═════ DATA EXTRACT

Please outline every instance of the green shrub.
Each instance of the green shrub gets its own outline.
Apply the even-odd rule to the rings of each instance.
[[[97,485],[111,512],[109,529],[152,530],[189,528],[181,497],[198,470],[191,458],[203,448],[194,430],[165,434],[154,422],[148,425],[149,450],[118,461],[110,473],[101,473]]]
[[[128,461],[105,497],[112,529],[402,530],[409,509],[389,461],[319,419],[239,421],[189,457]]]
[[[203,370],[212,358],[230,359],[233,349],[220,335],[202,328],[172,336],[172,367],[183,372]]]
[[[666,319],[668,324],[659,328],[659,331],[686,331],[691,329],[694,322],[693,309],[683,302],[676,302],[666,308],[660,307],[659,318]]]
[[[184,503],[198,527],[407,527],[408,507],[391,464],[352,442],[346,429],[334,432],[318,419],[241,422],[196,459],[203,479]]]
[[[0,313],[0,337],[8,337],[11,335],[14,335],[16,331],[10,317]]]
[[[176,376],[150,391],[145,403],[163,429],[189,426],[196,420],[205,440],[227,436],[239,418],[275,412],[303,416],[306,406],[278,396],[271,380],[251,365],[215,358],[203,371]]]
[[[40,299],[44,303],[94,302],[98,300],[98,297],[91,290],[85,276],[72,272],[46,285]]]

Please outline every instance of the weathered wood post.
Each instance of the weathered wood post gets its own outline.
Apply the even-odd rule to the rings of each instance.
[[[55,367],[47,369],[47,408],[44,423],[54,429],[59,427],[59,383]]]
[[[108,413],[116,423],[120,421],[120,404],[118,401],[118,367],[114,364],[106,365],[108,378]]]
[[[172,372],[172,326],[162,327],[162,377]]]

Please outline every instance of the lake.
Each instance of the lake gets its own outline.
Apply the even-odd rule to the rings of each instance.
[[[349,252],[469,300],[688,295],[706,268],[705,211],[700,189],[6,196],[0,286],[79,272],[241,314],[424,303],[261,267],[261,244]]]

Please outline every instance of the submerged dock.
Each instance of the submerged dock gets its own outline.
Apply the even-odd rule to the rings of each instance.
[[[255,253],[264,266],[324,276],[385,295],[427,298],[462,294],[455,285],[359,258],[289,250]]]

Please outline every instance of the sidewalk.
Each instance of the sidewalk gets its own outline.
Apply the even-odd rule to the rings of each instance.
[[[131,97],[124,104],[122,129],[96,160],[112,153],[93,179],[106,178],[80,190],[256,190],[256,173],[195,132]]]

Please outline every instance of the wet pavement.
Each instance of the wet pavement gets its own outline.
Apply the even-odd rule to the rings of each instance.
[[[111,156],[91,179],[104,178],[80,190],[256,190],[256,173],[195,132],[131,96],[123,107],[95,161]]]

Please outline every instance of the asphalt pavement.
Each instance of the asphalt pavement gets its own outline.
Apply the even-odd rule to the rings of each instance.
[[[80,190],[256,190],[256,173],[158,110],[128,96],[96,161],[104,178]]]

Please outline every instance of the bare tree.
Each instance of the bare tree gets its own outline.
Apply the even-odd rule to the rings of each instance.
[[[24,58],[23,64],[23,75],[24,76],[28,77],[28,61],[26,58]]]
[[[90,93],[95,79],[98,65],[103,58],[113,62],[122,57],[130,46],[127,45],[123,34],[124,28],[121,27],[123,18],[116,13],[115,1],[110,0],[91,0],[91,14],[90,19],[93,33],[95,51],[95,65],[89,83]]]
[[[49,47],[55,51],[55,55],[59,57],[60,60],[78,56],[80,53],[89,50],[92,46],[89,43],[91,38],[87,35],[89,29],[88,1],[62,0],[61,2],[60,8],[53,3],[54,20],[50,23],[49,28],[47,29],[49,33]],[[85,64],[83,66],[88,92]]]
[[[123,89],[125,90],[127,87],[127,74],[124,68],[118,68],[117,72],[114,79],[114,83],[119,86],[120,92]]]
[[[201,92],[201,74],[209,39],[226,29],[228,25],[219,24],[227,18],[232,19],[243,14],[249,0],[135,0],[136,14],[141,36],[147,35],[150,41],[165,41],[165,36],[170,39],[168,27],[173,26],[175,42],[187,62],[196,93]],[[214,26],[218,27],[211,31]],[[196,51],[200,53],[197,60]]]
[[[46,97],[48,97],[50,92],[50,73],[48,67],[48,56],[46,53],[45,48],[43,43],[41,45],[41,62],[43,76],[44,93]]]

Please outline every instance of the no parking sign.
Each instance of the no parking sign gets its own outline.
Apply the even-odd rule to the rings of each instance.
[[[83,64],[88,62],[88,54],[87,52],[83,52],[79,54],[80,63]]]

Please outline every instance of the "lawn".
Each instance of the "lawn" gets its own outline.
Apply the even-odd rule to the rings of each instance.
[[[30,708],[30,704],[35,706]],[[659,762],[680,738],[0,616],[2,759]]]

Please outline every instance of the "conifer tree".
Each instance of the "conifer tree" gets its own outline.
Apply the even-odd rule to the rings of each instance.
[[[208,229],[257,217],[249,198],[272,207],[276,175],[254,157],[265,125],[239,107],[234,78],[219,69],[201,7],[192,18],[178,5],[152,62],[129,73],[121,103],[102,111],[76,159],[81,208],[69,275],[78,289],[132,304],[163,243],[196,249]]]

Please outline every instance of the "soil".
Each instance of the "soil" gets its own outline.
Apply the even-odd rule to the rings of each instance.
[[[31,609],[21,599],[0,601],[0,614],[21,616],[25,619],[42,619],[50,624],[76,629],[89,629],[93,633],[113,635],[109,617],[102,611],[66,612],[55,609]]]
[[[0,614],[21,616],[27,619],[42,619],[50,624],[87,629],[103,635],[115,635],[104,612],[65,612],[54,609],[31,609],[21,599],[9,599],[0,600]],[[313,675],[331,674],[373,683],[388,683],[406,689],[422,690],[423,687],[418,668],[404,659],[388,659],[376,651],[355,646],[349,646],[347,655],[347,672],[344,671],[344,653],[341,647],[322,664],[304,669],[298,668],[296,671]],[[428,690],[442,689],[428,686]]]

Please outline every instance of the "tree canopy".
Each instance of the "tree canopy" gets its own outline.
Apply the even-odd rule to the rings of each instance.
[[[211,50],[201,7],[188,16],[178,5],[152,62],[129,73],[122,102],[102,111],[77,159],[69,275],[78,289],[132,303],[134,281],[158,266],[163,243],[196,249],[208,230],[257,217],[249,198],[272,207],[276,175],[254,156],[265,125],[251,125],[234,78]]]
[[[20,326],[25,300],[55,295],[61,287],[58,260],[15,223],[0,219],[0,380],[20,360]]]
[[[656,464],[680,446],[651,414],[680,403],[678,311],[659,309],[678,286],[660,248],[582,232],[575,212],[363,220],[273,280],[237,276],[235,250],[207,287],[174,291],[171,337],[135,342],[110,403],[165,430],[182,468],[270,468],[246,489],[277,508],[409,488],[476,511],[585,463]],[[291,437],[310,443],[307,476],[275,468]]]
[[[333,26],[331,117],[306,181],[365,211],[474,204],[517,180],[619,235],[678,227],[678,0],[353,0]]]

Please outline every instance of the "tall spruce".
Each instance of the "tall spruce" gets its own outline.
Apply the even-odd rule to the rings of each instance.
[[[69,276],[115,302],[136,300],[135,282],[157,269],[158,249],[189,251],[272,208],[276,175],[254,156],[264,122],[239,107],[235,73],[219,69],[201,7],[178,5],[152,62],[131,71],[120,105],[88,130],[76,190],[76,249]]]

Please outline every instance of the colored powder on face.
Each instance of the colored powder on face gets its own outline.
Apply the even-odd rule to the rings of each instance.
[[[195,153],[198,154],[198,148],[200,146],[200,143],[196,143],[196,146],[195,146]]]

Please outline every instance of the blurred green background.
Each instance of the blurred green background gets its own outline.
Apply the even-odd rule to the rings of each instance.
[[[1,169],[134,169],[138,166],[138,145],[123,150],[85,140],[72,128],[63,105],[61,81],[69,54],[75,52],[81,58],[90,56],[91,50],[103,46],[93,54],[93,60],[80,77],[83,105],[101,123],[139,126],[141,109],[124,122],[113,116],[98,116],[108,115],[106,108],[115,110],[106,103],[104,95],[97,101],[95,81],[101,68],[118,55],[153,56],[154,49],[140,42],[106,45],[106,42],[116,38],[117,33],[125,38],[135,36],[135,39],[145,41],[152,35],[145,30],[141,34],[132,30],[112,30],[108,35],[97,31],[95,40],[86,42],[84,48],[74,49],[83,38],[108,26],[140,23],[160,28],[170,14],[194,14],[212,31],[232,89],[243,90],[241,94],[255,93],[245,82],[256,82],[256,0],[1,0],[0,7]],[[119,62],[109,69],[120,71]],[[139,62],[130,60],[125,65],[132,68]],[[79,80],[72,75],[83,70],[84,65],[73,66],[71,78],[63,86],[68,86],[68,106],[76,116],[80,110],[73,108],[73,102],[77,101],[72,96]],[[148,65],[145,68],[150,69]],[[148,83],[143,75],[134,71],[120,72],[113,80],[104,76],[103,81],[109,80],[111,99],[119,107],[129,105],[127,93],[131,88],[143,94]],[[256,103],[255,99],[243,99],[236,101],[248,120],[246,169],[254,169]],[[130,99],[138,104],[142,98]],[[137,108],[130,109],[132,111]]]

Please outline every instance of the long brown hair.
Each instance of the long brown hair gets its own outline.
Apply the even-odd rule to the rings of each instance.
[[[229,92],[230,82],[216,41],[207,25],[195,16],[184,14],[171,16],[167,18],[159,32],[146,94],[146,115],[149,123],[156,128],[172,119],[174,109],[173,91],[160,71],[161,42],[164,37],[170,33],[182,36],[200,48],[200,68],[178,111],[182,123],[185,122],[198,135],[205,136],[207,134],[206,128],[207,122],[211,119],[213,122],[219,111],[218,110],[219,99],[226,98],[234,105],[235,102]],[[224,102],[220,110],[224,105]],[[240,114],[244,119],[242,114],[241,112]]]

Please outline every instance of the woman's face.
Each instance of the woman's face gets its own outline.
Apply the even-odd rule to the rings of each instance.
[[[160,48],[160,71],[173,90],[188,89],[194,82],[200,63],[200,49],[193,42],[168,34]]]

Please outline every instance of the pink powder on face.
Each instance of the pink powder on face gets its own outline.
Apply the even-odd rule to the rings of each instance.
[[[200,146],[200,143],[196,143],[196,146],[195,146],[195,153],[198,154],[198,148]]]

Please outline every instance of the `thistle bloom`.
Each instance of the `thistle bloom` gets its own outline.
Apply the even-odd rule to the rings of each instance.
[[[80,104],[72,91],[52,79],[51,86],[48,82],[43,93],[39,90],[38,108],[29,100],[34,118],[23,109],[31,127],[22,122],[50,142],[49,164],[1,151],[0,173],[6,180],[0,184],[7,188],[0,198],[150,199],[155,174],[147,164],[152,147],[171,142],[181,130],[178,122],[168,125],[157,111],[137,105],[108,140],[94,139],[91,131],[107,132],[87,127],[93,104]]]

══════════

YOUR INSTRUCTIONS: Which lines of the records above contain the string "pink", matching case? Pick out each of them.

SOLUTION FOR THIS TASK:
Please outline every instance of the pink powder on face.
Each instance of the pink powder on face gets its own outline.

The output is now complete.